Input for this task.
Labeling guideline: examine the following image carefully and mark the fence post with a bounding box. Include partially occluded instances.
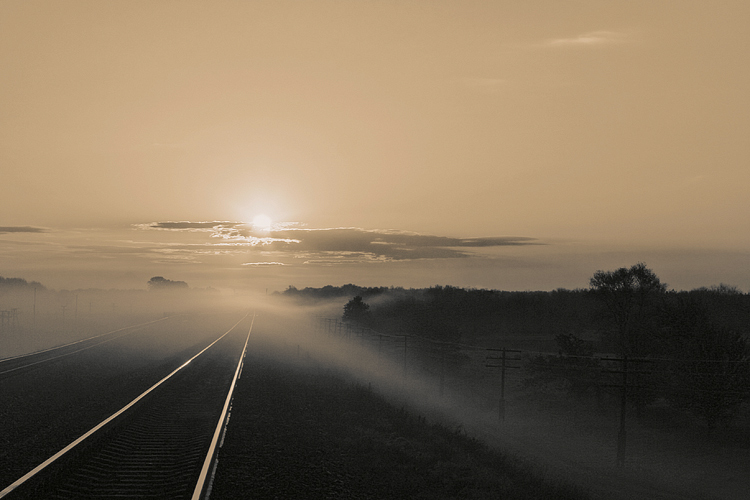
[440,346,445,397]
[404,335,406,378]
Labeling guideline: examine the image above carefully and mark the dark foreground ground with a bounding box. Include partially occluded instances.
[211,355,588,500]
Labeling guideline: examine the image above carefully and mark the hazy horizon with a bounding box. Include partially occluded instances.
[0,0,750,292]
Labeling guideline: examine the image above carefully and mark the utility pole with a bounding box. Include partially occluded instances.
[602,356,651,467]
[484,347,521,422]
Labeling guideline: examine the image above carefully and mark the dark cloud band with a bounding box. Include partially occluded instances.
[0,226,47,234]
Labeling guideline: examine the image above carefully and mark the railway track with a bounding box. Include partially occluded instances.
[0,316,254,500]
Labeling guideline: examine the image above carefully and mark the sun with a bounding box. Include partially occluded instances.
[253,214,273,232]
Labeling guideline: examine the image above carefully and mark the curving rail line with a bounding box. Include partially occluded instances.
[0,314,255,500]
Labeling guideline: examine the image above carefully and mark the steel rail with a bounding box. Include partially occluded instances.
[0,317,168,375]
[0,313,250,498]
[192,314,255,500]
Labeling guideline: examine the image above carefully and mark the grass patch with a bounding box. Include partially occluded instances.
[212,359,588,499]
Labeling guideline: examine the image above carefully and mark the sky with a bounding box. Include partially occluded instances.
[0,0,750,291]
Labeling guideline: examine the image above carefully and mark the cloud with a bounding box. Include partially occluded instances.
[140,222,542,266]
[135,221,238,231]
[0,226,48,234]
[543,30,629,47]
[461,78,507,93]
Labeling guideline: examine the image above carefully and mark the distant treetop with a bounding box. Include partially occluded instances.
[0,276,46,290]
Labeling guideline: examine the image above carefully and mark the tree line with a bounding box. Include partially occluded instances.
[282,263,750,428]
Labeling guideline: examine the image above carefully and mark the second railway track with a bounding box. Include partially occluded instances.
[0,310,252,499]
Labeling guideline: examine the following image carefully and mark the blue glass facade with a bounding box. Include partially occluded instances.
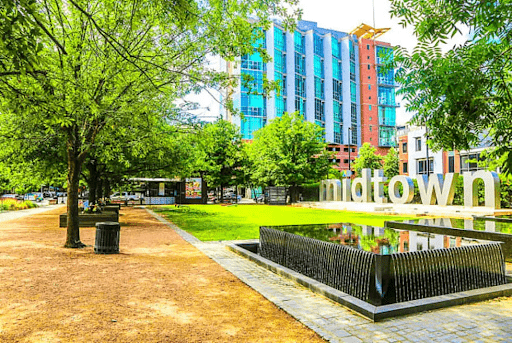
[293,31,306,118]
[230,22,396,154]
[274,27,286,117]
[240,33,267,139]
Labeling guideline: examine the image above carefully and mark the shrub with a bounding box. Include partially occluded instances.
[25,200,37,208]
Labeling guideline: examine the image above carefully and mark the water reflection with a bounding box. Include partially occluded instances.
[268,224,489,255]
[403,217,512,234]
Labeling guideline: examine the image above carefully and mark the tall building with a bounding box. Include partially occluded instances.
[225,21,396,170]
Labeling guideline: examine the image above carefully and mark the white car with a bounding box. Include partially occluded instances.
[110,192,140,201]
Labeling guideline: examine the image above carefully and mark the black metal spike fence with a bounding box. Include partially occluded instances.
[391,243,507,302]
[260,227,375,301]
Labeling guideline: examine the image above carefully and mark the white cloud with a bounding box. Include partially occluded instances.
[299,0,469,124]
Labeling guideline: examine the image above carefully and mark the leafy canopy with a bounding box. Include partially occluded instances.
[391,0,512,173]
[0,0,299,247]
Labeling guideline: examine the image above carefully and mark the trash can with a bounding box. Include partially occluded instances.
[94,222,121,254]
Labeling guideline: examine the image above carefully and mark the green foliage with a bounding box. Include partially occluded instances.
[249,113,330,186]
[0,199,37,211]
[383,148,400,179]
[0,0,300,247]
[352,143,382,175]
[391,0,512,173]
[327,167,343,180]
[197,120,246,191]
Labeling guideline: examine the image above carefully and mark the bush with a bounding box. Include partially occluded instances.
[0,199,37,211]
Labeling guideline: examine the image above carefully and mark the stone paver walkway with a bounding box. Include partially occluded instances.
[150,211,512,342]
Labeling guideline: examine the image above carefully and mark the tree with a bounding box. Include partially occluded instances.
[391,0,512,173]
[0,0,296,248]
[352,143,382,175]
[250,113,330,202]
[198,119,244,201]
[382,148,400,179]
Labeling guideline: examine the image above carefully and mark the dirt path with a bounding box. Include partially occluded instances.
[0,208,323,342]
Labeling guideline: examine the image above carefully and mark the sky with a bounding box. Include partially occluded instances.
[189,0,467,125]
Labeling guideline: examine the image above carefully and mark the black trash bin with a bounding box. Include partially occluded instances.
[94,222,121,254]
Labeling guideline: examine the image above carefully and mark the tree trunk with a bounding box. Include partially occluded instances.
[103,179,110,199]
[65,155,84,248]
[87,162,98,205]
[290,186,299,204]
[96,178,103,199]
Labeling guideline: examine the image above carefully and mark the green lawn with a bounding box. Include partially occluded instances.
[153,205,414,241]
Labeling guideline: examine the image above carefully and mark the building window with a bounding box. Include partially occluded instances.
[315,99,325,122]
[460,153,483,172]
[417,158,434,174]
[416,137,421,151]
[448,156,455,173]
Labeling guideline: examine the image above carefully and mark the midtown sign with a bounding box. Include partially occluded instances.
[320,168,501,209]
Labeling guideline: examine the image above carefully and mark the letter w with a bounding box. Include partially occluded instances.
[417,173,459,206]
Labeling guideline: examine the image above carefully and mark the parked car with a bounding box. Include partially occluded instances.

Goal. Convert every line of the data above into a Markdown table with the columns "Row" and "Text", one line per row, numbered in order. Skip blank lines and omit the pictures.

Solution.
| Row | Text |
|---|---|
| 1 | Labeling guideline: examine the following image carefully and mark the fence post with a bounding box. Include partially occluded instances. |
| 2 | [440,346,445,397] |
| 3 | [404,335,406,378] |
| 4 | Labeling guideline: examine the image above carefully and mark the dark foreground ground with a bounding box. Include partially occluded instances. |
| 5 | [211,355,588,500] |
| 6 | Labeling guideline: examine the image above carefully and mark the hazy horizon with a bounding box. Include partially occluded instances. |
| 7 | [0,0,750,292] |
| 8 | Labeling guideline: examine the image above carefully and mark the utility pole with a bounding box. Include partially occluded instances. |
| 9 | [602,356,651,467] |
| 10 | [484,347,521,422] |
| 11 | Labeling guideline: examine the image above carefully and mark the dark cloud band with a bounding box. Include partially occluded instances. |
| 12 | [0,226,47,234] |
| 13 | Labeling guideline: examine the image above carefully and mark the railway track with a bounding box. Include partially occluded instances. |
| 14 | [0,316,254,500] |
| 15 | Labeling guideline: examine the image above carefully and mark the sun with a bounding box. Include partially occluded instances. |
| 16 | [253,214,273,232] |
| 17 | Labeling guideline: examine the image above carefully and mark the curving rail line with a bounding box. Include partially occluded instances. |
| 18 | [0,314,255,500] |
| 19 | Labeling guideline: examine the image above carefully and mark the steel rail with a bounding box. Include partially occluded instances. |
| 20 | [0,317,168,375] |
| 21 | [0,313,250,498] |
| 22 | [192,314,255,500] |
| 23 | Labeling guideline: examine the image above carefully and mark the grass patch with a bounding box. Include partially occluded instances. |
| 24 | [212,359,588,499] |
| 25 | Labeling guideline: examine the image above carefully and mark the sky with a bounding box. Include partially occluded instances. |
| 26 | [0,0,750,291] |
| 27 | Labeling guideline: examine the image above carefully and mark the cloud with a bounding box. Include partially occluded instances. |
| 28 | [140,222,542,266] |
| 29 | [135,221,238,231] |
| 30 | [0,226,48,234] |
| 31 | [543,30,629,47] |
| 32 | [461,78,507,93] |
| 33 | Labeling guideline: examine the image above carefully and mark the distant treetop with a bounding box. Include partially occluded instances. |
| 34 | [0,276,46,290] |
| 35 | Labeling guideline: examine the image above carefully and mark the tree line with a bounding box. Include partially occluded instances. |
| 36 | [282,263,750,428] |
| 37 | Labeling guideline: examine the image above carefully and mark the second railway track with a bounding box. Include partially occluded instances. |
| 38 | [0,310,252,499] |
| 39 | Labeling guideline: examine the following image carefully and mark the blue glass facade with a bounding box. Include partially occluded instances. |
| 40 | [293,31,306,118] |
| 41 | [230,22,396,154] |
| 42 | [274,27,286,117] |
| 43 | [240,33,267,139] |
| 44 | Labeling guideline: examine the image above carefully and mark the shrub with a bounding box. Include partially occluded instances. |
| 45 | [25,200,37,208] |
| 46 | Labeling guideline: examine the image above carefully and mark the water reflection with a bounding box. Include partially occluded instances. |
| 47 | [268,224,489,255] |
| 48 | [403,217,512,234] |
| 49 | Labeling guideline: examine the image above carefully and mark the tall building with a bounding box. Include partially occluded instances. |
| 50 | [225,21,396,170] |
| 51 | Labeling guideline: examine the image above carefully and mark the white car with a bounding box. Include partially occluded instances. |
| 52 | [110,192,140,201] |
| 53 | Labeling guideline: examine the image above carefully and mark the black metal spike fence with a bounding box. Include partially occluded instances. |
| 54 | [391,243,507,302] |
| 55 | [260,227,375,301] |
| 56 | Labeling guideline: examine the image above carefully and mark the white cloud with a bounding box. Include partially occluded instances. |
| 57 | [299,0,469,124] |
| 58 | Labeling guideline: examine the image above carefully and mark the leafy canopy with a bounding box. Include partially occluded instances. |
| 59 | [391,0,512,173] |
| 60 | [0,0,299,247] |
| 61 | Labeling guideline: examine the image above carefully and mark the trash can with a bounding box. Include partially occluded instances. |
| 62 | [94,222,121,254] |
| 63 | Labeling guideline: examine the image above carefully and mark the green foliage with a bounding box. Include partially occluded instances. |
| 64 | [249,113,330,186] |
| 65 | [0,199,37,211] |
| 66 | [383,148,400,179] |
| 67 | [0,0,300,247] |
| 68 | [352,143,382,175] |
| 69 | [391,0,512,173] |
| 70 | [327,167,343,180] |
| 71 | [197,120,246,191] |
| 72 | Labeling guideline: examine the image above carefully and mark the bush with a bounding box. Include partially occluded instances. |
| 73 | [0,199,37,211] |
| 74 | Labeling guideline: examine the image above carefully and mark the stone paver walkway with a bounding box. Include partially occluded instances. |
| 75 | [150,211,512,342] |
| 76 | Labeling guideline: examine the image above carefully and mark the tree with a bounding box. Include partially occluded instances. |
| 77 | [391,0,512,173] |
| 78 | [0,0,296,248] |
| 79 | [352,143,382,175] |
| 80 | [250,113,330,202] |
| 81 | [198,119,244,201] |
| 82 | [382,148,400,179] |
| 83 | Labeling guideline: examine the image above carefully and mark the dirt path with a bounding box. Include partially occluded instances. |
| 84 | [0,208,323,342] |
| 85 | Labeling guideline: examine the image above carefully and mark the sky with a bounding box. Include partially occluded instances. |
| 86 | [189,0,467,125] |
| 87 | Labeling guideline: examine the image above carefully and mark the black trash bin with a bounding box. Include partially occluded instances. |
| 88 | [94,222,121,254] |
| 89 | Labeling guideline: examine the image above carefully and mark the tree trunk with a bounding box. Include partially occluded instances. |
| 90 | [103,179,110,199] |
| 91 | [65,155,84,248] |
| 92 | [87,162,98,205] |
| 93 | [290,186,299,204] |
| 94 | [96,178,103,199] |
| 95 | Labeling guideline: examine the image above carefully and mark the green lawn with a bounding box. Include partially occluded instances. |
| 96 | [153,205,414,241] |
| 97 | Labeling guideline: examine the image above carefully and mark the building window with a bounding box. Include partially occluded instances. |
| 98 | [315,99,325,122] |
| 99 | [460,153,483,172] |
| 100 | [417,158,434,174] |
| 101 | [416,137,421,151] |
| 102 | [448,156,455,173] |
| 103 | Labeling guideline: examine the image above carefully and mark the midtown sign with a bounding box. Include partially occluded instances. |
| 104 | [320,168,501,209] |
| 105 | Labeling guideline: examine the image above carefully and mark the letter w with a bounding box. Include partially occluded instances. |
| 106 | [417,173,459,206] |
| 107 | Labeling guideline: examine the image above carefully and mark the parked car with a bounding box. Include partially occluded instances. |